What is asked: Copy out every line of the material below verbatim, omitting the picture.

Point annotation records

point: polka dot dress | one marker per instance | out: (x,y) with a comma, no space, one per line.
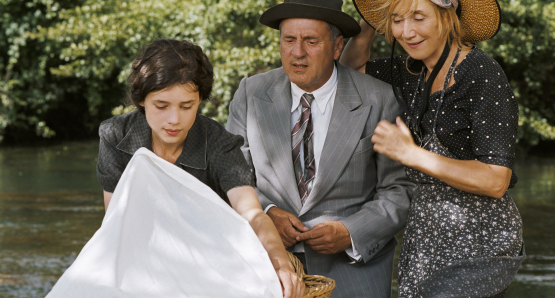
(457,244)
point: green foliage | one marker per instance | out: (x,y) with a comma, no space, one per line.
(64,64)
(524,48)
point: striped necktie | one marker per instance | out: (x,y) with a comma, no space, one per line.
(303,131)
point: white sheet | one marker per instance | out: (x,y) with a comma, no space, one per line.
(166,234)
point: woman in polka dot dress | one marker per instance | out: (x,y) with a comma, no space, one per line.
(457,138)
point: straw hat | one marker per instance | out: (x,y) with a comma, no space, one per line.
(480,19)
(324,10)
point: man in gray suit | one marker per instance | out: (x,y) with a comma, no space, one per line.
(307,128)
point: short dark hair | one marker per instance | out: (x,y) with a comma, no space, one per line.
(334,31)
(165,63)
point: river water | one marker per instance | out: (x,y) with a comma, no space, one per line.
(51,204)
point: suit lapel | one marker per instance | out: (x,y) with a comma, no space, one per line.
(346,125)
(273,113)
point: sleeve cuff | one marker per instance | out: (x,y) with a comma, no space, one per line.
(353,252)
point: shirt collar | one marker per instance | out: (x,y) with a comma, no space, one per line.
(322,95)
(193,154)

Solution to this problem:
point: polka dot dress | one marker per instance | out: (x,y) with a comma, no space, one per line.
(457,244)
point: green foliage | one marker per instance | out: (x,y) with a comma, no space, one per line.
(64,64)
(524,48)
point: striped necktie | one marker per instance | out: (x,y) with a comma, no space, one per line.
(303,131)
point: white sheet | one marker per instance | out: (x,y) with a comma, no space, one per line.
(166,234)
point: woman in polka dot dress | one marker per instance | out: (x,y) with a comma, no space, one per line.
(457,138)
point: straw hat | one marker per instance | out: (x,y) with a comma, no space, one per line.
(480,19)
(324,10)
point: man in gray suit | one marker per instance | out: (x,y) with a comma, no space, one per line.
(307,128)
point: short dark hair | one marker per instance | out: (x,y) with a comma, no space, one per line.
(334,31)
(165,63)
point: river water | one marker per instance | out: (x,y) with a comma, no space, one per line.
(51,204)
point: suit lapel | one marker per instance | out: (x,y) with a comma, no space, one per line.
(346,125)
(273,113)
point: sleeve cuff | one marker per instance | out: (x,y) with a comma, no space, one per line.
(353,252)
point: shirt collar | one marker per instance | out: (x,y) with a comma, no space, one per line.
(322,95)
(193,154)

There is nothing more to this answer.